PAGE.
%%

Dossier. Proust, lire et relire - Carnet nomade / Lire, Hors-série / Jean-Yves Tadié- Antoine Compagnon

«Proust, lire et relire». Dans son dernier Carnet nomade, Collette Fellous s'entretient de Marcel Proust avec 3 invités prestigieux: Diane de Margerie; Jean-Yves Tadié; Jacqueline Risset.(1) Elle rencontre brièvement Micha Lescot, jeune acteur de théâtre renommé, qui incarnera Proust (le narrateur) dans «À la recherche du temps perdu», transposé à la télé par Nina Companeez pour France Télévisions et Arte France. Dominique Blanc interprétera le rôle principal de Madame Verdurin. Voilà qui promet!(2)

«Marcel a renouvelé un genre littéraire: le roman. Il y a dans la littérature, un avant et un après Marcel Proust. Et pourtant, il n'est pas inutile de s'armer d'un trousseau de clés pour aborder cette œuvre unique -Proust lui-même l'admettait. Ce trousseau de clés, le voici.» C'est en ces termes que François Busnel, auteur de la page éditoriale, présente le hors-série de Lire consacré à Proust. Personne ne peut passer à côté de Proust, personne ne peut l'ignorer. «Il n'y a pas de "vrai" Proust, ajoute-t-il avec raison. Sauf celui que chaque lecteur imagine.»(3)

Pour cerner l'écrivain et son œuvre, aussi complexes l'un que l'autre, deux guides ne seront pas de trop... d'autant plus, qu'ils se complètent et s'harmonisent. Je vous invite donc à cheminer avec moi, le temps... de ce blogue, puis avec le Carnet nomade à l'oreille (sur le fil RSS ou en Podcast), et la revue Lire, hors-série sur Proust, à la portée de la main.


Colette Fellous. Proust, lire et relire. Carnet nomade.

%%

CONSIGNES.
1. Recopiez le passage du texte sur Proust qui commence aux mots « Dossier. Proust, lire » et s'arrête après « Voilà qui promet!(2) ».
2. Mettez sous forme de liste JSON de chaînes, à raison d'une chaîne par ligne et sans les lignes vides, les lignes des enregistrements depuis leur début jusqu'à la ligne contenant « [[[322,189],[334,187],[334,154],[317,154],[315,156],[315,186]]] », celle-ci comprise.

ENREGISTREMENTS FOURNIS.
%%

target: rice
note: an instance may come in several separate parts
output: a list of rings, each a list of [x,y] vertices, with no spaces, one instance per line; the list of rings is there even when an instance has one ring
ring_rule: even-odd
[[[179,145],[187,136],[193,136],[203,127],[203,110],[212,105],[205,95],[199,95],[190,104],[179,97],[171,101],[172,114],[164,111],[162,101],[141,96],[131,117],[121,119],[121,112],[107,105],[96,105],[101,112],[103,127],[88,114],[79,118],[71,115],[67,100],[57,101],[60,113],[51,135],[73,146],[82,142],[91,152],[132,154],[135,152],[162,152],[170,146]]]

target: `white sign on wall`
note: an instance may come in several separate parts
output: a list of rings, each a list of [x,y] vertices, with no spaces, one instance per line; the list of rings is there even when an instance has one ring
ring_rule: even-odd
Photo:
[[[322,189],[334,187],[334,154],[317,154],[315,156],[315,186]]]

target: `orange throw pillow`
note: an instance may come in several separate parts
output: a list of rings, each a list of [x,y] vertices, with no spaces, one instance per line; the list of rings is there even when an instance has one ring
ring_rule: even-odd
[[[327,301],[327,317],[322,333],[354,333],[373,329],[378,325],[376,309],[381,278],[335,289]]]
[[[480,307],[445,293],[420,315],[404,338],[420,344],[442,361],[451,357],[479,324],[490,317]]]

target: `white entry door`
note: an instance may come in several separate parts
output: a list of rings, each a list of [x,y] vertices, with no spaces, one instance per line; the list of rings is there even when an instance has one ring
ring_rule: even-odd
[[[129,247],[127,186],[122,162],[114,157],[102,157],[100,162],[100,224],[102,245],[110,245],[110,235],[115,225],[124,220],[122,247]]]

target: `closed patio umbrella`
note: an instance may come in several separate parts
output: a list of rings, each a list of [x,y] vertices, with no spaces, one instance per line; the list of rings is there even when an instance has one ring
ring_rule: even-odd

%%

RÉPONSES.
1.
Dossier. Proust, lire et relire - Carnet nomade / Lire, Hors-série / Jean-Yves Tadié- Antoine Compagnon

«Proust, lire et relire». Dans son dernier Carnet nomade, Collette Fellous s'entretient de Marcel Proust avec 3 invités prestigieux: Diane de Margerie; Jean-Yves Tadié; Jacqueline Risset.(1) Elle rencontre brièvement Micha Lescot, jeune acteur de théâtre renommé, qui incarnera Proust (le narrateur) dans «À la recherche du temps perdu», transposé à la télé par Nina Companeez pour France Télévisions et Arte France. Dominique Blanc interprétera le rôle principal de Madame Verdurin. Voilà qui promet!(2)

2.
[
  "target: rice",
  "note: an instance may come in several separate parts",
  "output: a list of rings, each a list of [x,y] vertices, with no spaces, one instance per line; the list of rings is there even when an instance has one ring",
  "ring_rule: even-odd",
  "[[[179,145],[187,136],[193,136],[203,127],[203,110],[212,105],[205,95],[199,95],[190,104],[179,97],[171,101],[172,114],[164,111],[162,101],[141,96],[131,117],[121,119],[121,112],[107,105],[96,105],[101,112],[103,127],[88,114],[79,118],[71,115],[67,100],[57,101],[60,113],[51,135],[73,146],[82,142],[91,152],[132,154],[135,152],[162,152],[170,146]]]",
  "target: `white sign on wall`",
  "note: an instance may come in several separate parts",
  "output: a list of rings, each a list of [x,y] vertices, with no spaces, one instance per line; the list of rings is there even when an instance has one ring",
  "ring_rule: even-odd",
  "Photo:",
  "[[[322,189],[334,187],[334,154],[317,154],[315,156],[315,186]]]"
]